> _EXCERPTED RECORDS_
══════════════════════════════

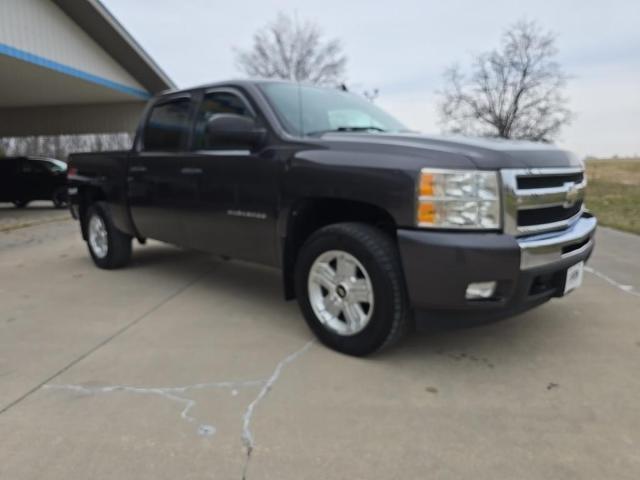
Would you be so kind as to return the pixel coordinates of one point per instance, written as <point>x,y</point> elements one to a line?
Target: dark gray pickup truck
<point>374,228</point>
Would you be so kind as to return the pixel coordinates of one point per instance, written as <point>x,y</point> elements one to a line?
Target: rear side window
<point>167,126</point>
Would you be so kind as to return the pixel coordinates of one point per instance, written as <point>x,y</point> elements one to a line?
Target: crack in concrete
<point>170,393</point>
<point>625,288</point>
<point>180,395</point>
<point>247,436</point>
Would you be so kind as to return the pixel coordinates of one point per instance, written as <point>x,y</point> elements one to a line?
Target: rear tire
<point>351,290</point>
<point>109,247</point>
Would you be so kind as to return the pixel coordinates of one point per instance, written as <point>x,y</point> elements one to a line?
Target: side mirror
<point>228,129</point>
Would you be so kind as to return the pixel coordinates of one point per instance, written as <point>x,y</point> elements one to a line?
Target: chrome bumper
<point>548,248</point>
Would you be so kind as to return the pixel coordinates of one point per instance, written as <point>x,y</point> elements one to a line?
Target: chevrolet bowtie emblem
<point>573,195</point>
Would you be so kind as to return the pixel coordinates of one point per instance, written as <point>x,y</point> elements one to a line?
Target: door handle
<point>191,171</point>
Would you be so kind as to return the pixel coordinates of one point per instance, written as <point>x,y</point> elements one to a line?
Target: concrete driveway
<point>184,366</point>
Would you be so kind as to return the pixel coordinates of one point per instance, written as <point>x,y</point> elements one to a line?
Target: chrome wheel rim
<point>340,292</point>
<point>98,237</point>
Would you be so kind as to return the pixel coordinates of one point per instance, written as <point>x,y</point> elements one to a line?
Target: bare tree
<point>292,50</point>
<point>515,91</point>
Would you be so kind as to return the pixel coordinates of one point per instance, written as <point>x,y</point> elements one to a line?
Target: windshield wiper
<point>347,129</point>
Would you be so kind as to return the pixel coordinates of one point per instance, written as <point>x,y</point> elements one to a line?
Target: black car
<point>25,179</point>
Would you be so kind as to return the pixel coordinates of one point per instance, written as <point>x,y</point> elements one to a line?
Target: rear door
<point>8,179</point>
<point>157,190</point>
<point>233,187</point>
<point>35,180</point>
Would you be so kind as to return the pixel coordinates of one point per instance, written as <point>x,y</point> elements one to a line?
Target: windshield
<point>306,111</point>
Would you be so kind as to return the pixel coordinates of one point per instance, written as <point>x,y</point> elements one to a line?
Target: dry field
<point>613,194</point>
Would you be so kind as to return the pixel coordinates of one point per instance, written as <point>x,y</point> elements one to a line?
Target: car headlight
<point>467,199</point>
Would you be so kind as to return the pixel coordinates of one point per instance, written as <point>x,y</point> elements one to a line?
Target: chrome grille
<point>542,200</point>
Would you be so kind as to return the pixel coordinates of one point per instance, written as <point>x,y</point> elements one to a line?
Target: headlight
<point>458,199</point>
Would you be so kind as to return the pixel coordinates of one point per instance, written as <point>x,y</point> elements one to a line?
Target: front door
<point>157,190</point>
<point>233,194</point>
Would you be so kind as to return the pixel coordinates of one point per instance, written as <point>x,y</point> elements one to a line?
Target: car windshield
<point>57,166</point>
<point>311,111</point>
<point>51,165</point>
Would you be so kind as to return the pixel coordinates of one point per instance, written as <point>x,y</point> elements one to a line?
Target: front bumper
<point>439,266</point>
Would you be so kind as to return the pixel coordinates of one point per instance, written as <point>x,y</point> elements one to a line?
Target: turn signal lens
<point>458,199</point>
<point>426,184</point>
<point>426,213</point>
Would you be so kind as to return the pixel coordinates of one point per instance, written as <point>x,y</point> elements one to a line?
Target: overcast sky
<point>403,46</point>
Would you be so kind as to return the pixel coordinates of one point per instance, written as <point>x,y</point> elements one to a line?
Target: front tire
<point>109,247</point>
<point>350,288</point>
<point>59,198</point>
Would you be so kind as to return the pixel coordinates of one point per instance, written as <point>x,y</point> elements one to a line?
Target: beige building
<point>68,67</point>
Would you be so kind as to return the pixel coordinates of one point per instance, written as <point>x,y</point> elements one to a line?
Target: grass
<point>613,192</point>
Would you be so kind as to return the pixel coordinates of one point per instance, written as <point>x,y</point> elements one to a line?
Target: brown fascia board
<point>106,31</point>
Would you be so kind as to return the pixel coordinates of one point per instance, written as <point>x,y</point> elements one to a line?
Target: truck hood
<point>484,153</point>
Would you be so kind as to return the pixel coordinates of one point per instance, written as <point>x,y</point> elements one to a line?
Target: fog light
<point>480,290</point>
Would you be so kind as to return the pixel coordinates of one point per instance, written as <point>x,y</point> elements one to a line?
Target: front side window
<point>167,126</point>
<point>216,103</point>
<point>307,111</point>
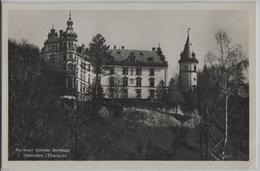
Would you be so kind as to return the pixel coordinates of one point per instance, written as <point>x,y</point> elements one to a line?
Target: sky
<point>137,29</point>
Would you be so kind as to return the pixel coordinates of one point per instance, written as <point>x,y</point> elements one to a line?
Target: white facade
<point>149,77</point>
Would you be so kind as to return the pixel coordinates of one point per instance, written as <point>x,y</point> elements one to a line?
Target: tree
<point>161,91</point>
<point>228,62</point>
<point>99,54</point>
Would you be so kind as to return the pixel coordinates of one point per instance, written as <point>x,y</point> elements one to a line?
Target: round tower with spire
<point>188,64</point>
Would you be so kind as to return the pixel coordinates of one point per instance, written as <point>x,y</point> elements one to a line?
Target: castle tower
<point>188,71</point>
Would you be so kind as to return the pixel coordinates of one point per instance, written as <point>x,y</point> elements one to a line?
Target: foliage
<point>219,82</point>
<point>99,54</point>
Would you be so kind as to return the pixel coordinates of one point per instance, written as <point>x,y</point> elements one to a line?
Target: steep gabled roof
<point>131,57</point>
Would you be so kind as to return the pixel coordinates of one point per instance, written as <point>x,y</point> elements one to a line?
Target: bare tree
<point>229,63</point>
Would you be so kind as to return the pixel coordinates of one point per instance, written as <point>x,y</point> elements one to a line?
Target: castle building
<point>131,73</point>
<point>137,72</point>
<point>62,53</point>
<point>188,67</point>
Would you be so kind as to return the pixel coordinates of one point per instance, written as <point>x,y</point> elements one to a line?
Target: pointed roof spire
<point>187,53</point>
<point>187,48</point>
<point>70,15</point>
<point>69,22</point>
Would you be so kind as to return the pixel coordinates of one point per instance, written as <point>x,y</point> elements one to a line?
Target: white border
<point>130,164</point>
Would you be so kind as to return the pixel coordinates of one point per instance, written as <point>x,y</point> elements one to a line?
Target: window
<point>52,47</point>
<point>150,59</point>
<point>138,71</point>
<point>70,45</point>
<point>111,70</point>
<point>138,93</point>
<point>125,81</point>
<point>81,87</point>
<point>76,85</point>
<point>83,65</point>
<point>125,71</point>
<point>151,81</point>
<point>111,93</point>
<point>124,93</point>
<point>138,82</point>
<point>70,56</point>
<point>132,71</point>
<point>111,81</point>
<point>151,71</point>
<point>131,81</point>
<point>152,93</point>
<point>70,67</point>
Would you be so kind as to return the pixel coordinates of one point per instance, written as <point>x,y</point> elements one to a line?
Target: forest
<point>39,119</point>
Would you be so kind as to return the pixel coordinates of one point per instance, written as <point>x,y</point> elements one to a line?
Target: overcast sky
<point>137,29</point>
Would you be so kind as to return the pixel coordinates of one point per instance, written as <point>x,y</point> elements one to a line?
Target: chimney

══════════════════════════════

> _INSTRUCTIONS FOR THE TASK_
Starting with the first line of the data and going on through the line with "<point>548,248</point>", put every line into a JSON list of strings, one string per line. Leave out blank lines and the pictures.

> _RESPONSE_
[
  "Would you be so kind as to return the pixel coordinates of one point per instance, written as <point>x,y</point> elements one to a line?",
  "Target: dark gray pickup truck",
  "<point>374,228</point>",
  "Would you be so kind as to return the pixel coordinates of one point per instance, written as <point>x,y</point> elements one to a line?",
  "Target: rear side window",
  "<point>167,126</point>",
  "Would you be so kind as to return the pixel coordinates of one point per instance, written as <point>x,y</point> elements one to a line?",
  "Target: crack in concrete",
  "<point>170,393</point>",
  "<point>625,288</point>",
  "<point>180,395</point>",
  "<point>247,436</point>",
  "Would you be so kind as to return the pixel coordinates of one point per instance, written as <point>x,y</point> elements one to a line?",
  "Target: rear tire",
  "<point>351,290</point>",
  "<point>109,247</point>",
  "Would you be so kind as to return the pixel coordinates of one point per instance, written as <point>x,y</point> elements one to a line?",
  "Target: side mirror",
  "<point>228,129</point>",
  "Would you be so kind as to return the pixel coordinates of one point per instance, written as <point>x,y</point> elements one to a line?",
  "Target: chrome bumper",
  "<point>548,248</point>"
]